YOUR GOAL:
From the records that follow, copy every line in which "clicks" appears.

═════ ENTRIES PROVIDED ═════

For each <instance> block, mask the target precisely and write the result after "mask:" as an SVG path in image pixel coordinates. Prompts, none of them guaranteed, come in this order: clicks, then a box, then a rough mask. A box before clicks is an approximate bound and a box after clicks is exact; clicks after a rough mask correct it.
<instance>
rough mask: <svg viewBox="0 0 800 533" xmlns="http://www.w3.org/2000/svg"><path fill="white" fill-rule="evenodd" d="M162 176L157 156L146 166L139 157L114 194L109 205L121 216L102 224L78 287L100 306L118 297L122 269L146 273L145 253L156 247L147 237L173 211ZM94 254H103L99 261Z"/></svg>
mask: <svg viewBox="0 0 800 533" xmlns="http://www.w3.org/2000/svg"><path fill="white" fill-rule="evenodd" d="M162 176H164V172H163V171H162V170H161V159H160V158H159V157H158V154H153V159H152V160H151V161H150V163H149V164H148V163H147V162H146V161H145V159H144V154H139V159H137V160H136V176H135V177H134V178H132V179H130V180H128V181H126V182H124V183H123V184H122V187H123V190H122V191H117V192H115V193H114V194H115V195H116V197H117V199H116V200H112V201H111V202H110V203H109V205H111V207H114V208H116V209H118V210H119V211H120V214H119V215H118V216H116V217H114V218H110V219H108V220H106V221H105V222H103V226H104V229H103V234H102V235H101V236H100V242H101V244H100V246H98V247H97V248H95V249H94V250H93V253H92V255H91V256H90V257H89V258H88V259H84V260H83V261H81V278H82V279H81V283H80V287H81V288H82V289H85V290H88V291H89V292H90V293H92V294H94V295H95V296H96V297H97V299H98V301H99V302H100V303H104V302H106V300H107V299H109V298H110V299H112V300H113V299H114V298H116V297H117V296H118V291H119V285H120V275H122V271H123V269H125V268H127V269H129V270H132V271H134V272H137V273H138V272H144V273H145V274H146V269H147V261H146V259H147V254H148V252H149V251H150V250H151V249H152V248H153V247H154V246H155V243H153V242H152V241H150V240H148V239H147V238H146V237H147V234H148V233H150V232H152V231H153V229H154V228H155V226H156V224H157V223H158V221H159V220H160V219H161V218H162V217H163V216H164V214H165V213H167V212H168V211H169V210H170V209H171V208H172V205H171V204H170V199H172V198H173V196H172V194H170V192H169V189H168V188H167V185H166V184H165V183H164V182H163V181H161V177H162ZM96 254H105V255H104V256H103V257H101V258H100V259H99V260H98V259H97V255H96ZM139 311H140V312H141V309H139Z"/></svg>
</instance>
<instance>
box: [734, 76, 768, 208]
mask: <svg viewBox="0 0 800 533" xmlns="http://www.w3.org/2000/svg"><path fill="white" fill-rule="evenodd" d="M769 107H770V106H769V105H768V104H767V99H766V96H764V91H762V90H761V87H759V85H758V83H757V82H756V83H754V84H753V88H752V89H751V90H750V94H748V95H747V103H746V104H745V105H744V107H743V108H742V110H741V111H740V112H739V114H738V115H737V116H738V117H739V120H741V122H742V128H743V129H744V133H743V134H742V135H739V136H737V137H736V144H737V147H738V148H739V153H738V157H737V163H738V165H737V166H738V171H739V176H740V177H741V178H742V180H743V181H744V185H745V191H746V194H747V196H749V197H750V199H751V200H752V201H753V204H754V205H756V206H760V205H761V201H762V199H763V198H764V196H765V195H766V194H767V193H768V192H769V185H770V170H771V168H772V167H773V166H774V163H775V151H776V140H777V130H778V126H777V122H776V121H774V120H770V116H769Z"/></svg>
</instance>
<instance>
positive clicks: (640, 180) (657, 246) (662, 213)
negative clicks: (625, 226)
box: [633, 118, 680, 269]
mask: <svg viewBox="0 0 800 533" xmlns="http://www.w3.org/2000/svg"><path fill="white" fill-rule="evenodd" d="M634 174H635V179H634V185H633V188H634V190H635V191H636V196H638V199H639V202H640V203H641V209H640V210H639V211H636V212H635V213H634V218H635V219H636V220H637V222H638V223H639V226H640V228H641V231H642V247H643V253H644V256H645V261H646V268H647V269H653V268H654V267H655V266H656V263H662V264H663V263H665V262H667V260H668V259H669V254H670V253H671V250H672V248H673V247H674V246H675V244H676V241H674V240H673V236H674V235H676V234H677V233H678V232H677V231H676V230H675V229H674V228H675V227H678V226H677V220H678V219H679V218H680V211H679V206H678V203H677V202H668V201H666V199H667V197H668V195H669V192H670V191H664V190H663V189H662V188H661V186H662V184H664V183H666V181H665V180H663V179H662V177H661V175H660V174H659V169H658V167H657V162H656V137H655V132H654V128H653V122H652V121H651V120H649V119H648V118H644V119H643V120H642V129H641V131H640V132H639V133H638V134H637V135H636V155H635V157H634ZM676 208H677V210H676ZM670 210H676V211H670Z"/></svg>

═════

REPLY:
For each <instance> block, mask the target precisely and write the result after "mask:" as an SVG path in image pixel coordinates. Prompts, none of them guaranteed, come in this order: clicks, then a box, then a rough mask. A box before clicks is an approximate bound and a box after clicks is exact; clicks after a rough mask correct it.
positive clicks: (640, 180) (657, 246) (662, 213)
negative clicks: (625, 226)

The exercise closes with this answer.